## [Extract to read]
[start]
Path: utzoo!utgpu!news-server.csri.toronto.edu!rpi!think.com!zaphod.mps.ohio-state.edu!uakari.primate.wisc.edu!aplcen!jhunix!ins_atge
From: ins_atge@jhunix.HCF.JHU.EDU (Thomas G Edwards)
Newsgroups: comp.ai.neural-nets
Subject: Re: State of the Art Feed-Forward Network Training Algorithms
Summary: CG etc
Message-ID: <8412@jhunix.HCF.JHU.EDU>
Date: 18 May 91 03:24:18 GMT
References: <AJ3U.91May17010658@opal.cs.virginia.edu> <1991May17.090435.9180@fwi.uva.nl> <GREENBA.91May17100557@gambia.crd.ge.com>
Organization: The Johns Hopkins University - HCF
Lines: 36

In article <GREENBA.91May17100557@gambia.crd.ge.com> greenba@gambia.crd.ge.com (ben a green) writes:
>In article <1991May17.090435.9180@fwi.uva.nl> smagt@fwi.uva.nl (Patrick van der Smagt) writes
>   aj3u@opal.cs.virginia.edu (Asim Jalis) writes:
>   >What is the state of the art in training feed-forward networks.

>   I myself haven't used error back-propagation for over a year, but CG
>   instead.  It sizzles.

>My implementation of CG trained to 90% on this problem in 1676 presentations
>of the training set. That's a factor of 89 faster than backprop.

I think it is important to point out that backpropogation refers to
a method of developing the error gradient w.r.t the weights.
One might use simple gradient descent, steepest descent w. linesearch,
CG (which really rocks when properly done), or modified Newton Methods
(which can go even faster than CG, but not by a heck of alot).

Someone at Oregon Graduate Institute used to have a good CG program
avaliable via anonymous ftp.  I have used that implementation, and
it was exceedingly fast.  Yes, you'd find local minima in small problems,
but in most normal size problems there were none.
[end]
## [Data shown]
[start]
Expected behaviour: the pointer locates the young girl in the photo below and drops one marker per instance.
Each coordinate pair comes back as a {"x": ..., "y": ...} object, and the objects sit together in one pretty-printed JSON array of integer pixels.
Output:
[end]
## [Given task]
Mark each statement about the post on training algorithms as yes or no, quoting the words of the post that decide it: (a) one poster reports a CG implementation that was 89 times faster than backprop; (b) modified Newton methods are said to beat CG by a wide margin; (c) the Oregon Graduate Institute program ran into local minima in most normal size problems. The lines have no connection to the post.

## [Full answer]
(a) Yes: "That's a factor of 89 faster than backprop."
(b) No: "which can go even faster than CG, but not by a heck of alot"
(c) No: "but in most normal size problems there were none."